» **Task requirements**
Copy the home-visits article from "Although EFM staff" through "during the summer.", changing every "partnership" to "collaboration".

» **Document segment**
Home Visits Can Reduce Infant Mortality
City program offers nurse and social worker visits to at-risk families in Lindsay Heights.
Walnut Way Conservation Corp. has partnered with the Health Department’s Empowering Families of Milwaukee (EFM) program to lower rates of premature births and infant mortality in the Lindsay Heights community.
The program works with women prenatally through the child’s third birthday, and has four main goals: to improve birth outcomes, enhance family functioning, improve child health safety and development, and prevent child abuse and neglect.
Although EFM staff members have been working in the Lindsay Heights neighborhood for years, they weren’t directly connected to organizations in the neighborhood,” according to Tyler Weber, UW population health fellow at Walnut Way and the City of Milwaukee Health Department.
Weber said that the partnership between EFM and Walnut Way can make an important difference. “We at Walnut Way have a strong history of neighborhood engagement, but EFM has the resources to provide incredible amounts of support … to pregnant women and their children and family,” he added.
Weber’s placement at both organizations made the partnership a convenient one, according to Julie Driscoll, program manager for Empowering Families of Milwaukee. The two organizations began working together during the summer.

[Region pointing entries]
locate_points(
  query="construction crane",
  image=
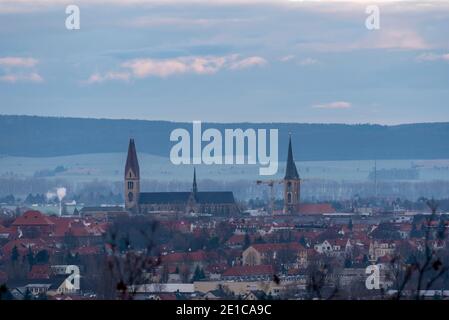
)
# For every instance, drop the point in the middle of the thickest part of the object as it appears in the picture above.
(270, 184)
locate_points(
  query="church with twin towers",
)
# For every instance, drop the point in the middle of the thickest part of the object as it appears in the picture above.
(196, 201)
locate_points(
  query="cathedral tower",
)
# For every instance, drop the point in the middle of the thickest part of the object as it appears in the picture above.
(132, 179)
(292, 184)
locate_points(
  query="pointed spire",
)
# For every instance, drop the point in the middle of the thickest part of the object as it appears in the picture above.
(290, 172)
(131, 161)
(195, 187)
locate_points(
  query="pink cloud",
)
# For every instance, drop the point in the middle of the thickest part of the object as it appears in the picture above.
(334, 105)
(201, 65)
(433, 57)
(28, 77)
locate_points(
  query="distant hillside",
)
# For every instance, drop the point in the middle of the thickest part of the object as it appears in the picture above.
(47, 136)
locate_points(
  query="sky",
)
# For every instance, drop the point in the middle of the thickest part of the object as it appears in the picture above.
(227, 60)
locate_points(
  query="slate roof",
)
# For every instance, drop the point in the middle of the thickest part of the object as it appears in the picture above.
(32, 218)
(290, 171)
(218, 197)
(131, 161)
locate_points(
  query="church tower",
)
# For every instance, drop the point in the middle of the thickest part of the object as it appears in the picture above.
(292, 184)
(132, 179)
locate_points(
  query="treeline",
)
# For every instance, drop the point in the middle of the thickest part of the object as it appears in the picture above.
(42, 137)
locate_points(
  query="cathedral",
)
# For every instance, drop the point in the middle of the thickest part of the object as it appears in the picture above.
(215, 202)
(292, 184)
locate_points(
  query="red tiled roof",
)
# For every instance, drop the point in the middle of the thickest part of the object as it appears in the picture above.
(40, 271)
(87, 250)
(195, 256)
(260, 270)
(319, 208)
(270, 247)
(23, 245)
(33, 218)
(236, 239)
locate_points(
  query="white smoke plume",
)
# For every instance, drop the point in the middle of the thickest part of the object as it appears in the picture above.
(61, 192)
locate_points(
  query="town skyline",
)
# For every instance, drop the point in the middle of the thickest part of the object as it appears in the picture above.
(254, 61)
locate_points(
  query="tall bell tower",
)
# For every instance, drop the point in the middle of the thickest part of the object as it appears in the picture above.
(292, 184)
(132, 179)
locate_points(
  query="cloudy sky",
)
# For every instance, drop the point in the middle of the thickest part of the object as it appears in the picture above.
(227, 60)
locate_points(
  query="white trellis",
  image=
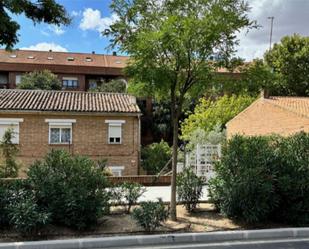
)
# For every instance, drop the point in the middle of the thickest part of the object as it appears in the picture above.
(202, 160)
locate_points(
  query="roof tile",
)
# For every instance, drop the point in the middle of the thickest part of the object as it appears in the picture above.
(65, 101)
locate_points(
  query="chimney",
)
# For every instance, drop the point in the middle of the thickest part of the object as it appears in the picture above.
(265, 93)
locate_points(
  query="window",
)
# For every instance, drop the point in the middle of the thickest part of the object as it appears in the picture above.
(116, 170)
(18, 79)
(60, 135)
(69, 82)
(92, 84)
(115, 131)
(7, 123)
(3, 79)
(60, 131)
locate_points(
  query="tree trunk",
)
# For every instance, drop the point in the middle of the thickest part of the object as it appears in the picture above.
(174, 164)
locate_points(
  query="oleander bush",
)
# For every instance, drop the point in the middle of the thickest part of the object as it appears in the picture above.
(189, 188)
(70, 188)
(150, 215)
(264, 178)
(129, 193)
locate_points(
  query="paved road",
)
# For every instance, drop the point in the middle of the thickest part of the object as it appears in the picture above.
(265, 244)
(153, 193)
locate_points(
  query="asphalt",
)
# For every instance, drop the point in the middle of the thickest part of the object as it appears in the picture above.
(263, 244)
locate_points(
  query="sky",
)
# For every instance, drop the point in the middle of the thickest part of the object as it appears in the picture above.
(91, 17)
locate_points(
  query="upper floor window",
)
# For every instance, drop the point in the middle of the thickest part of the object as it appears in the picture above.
(18, 79)
(60, 131)
(115, 131)
(69, 82)
(13, 124)
(3, 79)
(92, 84)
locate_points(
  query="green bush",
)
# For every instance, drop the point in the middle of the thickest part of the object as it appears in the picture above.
(150, 215)
(155, 156)
(130, 192)
(189, 188)
(264, 178)
(292, 179)
(70, 188)
(25, 215)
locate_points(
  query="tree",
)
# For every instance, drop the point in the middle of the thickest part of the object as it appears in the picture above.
(289, 59)
(114, 86)
(44, 80)
(155, 156)
(209, 113)
(9, 151)
(47, 11)
(172, 44)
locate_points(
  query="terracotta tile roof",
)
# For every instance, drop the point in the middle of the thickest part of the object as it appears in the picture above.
(62, 58)
(65, 101)
(299, 105)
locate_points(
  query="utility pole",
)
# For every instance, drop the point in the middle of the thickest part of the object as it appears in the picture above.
(271, 30)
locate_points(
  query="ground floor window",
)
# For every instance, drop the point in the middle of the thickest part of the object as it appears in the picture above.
(60, 135)
(116, 170)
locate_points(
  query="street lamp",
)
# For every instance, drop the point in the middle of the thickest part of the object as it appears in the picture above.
(271, 30)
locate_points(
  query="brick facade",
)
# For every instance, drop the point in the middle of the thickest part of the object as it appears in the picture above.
(89, 138)
(265, 118)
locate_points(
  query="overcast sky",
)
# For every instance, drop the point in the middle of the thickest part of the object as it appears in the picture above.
(291, 16)
(90, 17)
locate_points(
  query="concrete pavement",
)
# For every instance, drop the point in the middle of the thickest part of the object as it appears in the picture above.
(288, 238)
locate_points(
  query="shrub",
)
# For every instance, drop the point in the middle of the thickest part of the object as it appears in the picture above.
(189, 188)
(150, 215)
(263, 178)
(155, 156)
(244, 186)
(292, 180)
(25, 215)
(9, 152)
(130, 192)
(70, 188)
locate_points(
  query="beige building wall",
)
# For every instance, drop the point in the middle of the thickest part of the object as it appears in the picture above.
(89, 138)
(262, 118)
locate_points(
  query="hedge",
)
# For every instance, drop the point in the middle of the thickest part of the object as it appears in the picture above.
(264, 178)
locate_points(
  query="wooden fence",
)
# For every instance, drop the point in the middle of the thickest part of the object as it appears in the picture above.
(146, 180)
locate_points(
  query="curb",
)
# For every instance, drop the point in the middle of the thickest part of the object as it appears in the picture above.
(165, 239)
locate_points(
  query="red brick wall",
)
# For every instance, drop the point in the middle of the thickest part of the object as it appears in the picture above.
(263, 118)
(90, 138)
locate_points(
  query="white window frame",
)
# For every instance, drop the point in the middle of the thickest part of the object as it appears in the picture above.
(18, 79)
(117, 170)
(60, 124)
(114, 123)
(70, 79)
(13, 122)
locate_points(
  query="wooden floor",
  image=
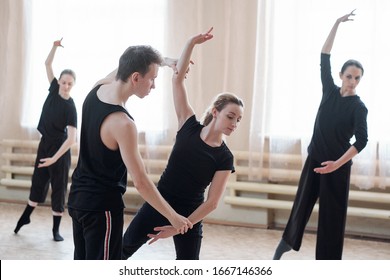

» **Answer area**
Although EFM staff members have been working in the Lindsay Heights neighborhood for years, they weren’t directly connected to organizations in the neighborhood,” according to Tyler Weber, UW population health fellow at Walnut Way and the City of Milwaukee Health Department.
Weber said that the collaboration between EFM and Walnut Way can make an important difference. “We at Walnut Way have a strong history of neighborhood engagement, but EFM has the resources to provide incredible amounts of support … to pregnant women and their children and family,” he added.
Weber’s placement at both organizations made the collaboration a convenient one, according to Julie Driscoll, program manager for Empowering Families of Milwaukee. The two organizations began working together during the summer.